Instructions to follow.
An exact reproduction of all the entries is the expected answer.

Point-per-instance localization data.
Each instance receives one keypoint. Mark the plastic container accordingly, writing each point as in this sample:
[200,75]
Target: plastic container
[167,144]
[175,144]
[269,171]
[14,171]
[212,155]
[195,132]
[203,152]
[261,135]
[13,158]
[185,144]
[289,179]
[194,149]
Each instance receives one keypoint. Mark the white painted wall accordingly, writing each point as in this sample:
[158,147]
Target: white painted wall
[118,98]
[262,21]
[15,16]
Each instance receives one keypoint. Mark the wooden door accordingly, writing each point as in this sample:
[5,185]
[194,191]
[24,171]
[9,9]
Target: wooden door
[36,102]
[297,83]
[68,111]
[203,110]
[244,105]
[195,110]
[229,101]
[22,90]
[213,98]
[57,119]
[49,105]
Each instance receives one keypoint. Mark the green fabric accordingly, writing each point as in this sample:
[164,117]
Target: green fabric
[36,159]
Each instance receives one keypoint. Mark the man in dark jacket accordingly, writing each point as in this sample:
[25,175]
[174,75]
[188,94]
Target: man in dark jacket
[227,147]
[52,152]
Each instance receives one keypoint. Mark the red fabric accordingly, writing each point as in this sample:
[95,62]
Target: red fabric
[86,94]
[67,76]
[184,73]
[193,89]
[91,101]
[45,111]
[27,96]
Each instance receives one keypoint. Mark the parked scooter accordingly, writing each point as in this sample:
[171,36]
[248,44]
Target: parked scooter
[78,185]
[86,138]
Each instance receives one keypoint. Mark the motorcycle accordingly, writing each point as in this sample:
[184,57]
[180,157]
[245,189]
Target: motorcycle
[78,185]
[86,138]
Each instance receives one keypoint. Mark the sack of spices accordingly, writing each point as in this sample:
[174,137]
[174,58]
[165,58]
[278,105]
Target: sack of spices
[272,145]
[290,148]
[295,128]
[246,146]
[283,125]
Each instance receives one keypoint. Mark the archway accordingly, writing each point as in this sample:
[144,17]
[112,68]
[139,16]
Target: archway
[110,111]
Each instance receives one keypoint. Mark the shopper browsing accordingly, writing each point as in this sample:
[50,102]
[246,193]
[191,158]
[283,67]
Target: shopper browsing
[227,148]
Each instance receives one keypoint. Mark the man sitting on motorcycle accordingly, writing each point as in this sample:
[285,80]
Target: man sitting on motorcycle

Reply.
Each instance receives one keypoint. Mark the plastic container accordingly, writing each point as in this sample:
[200,75]
Target: plastic container
[167,144]
[175,144]
[269,171]
[14,171]
[212,155]
[195,132]
[203,152]
[261,135]
[13,158]
[185,144]
[289,179]
[194,149]
Each instance receives one keypoint. Mark the white painted wall accordingly, writing each point as in this sample:
[158,147]
Target: white painted wall
[118,98]
[262,21]
[15,16]
Each instance receives one keypoint. Mark the wooden door accordingly, writing each point as in this sample:
[5,185]
[194,191]
[24,171]
[9,9]
Target: wooden door
[36,102]
[297,83]
[68,111]
[203,110]
[244,105]
[195,110]
[229,101]
[22,90]
[213,98]
[57,119]
[49,105]
Each instance receives one keypoint. Mark the green fabric accordingly, writing each point as in this sample:
[164,117]
Target: green fabric
[36,159]
Each instance receives one keypoint. Mark the man in dark jacket accordingly, writing each point as in this sample:
[25,175]
[174,75]
[188,94]
Target: man in dark jacket
[227,147]
[52,152]
Each instance receives one keypoint. Mark the red fabric accordingly, writing each point as in this sample:
[95,62]
Target: red fabric
[86,94]
[67,76]
[184,73]
[193,89]
[91,101]
[45,111]
[27,96]
Each instance receives one keypoint. Mark the parked scooter accordingly, writing each point as in this sample:
[171,36]
[248,44]
Target: parked scooter
[78,185]
[86,138]
Each instance receives one keypoint. Mark the motorcycle accordingly, writing each point as in this sample:
[184,57]
[180,157]
[245,189]
Target: motorcycle
[78,185]
[86,138]
Each instance receives one keypoint. Mark the sack of spices accordingly, writing each point as in this sample:
[174,137]
[174,58]
[165,58]
[278,105]
Target: sack of spices
[272,145]
[290,148]
[295,128]
[246,146]
[283,125]
Each instance receives one keypoint. Mark the archway accordingly, writing each point as in this sample:
[144,17]
[112,68]
[139,16]
Target: archway
[110,111]
Each instance receives one keypoint. Mark the shopper browsing accordingly, writing each point as in this sample:
[50,102]
[246,193]
[191,158]
[283,67]
Target: shopper browsing
[227,148]
Each instance receives one keypoint. Mark the man sitting on motorcycle accordingly, writing each point as in this sample:
[285,80]
Target: man sitting on motorcycle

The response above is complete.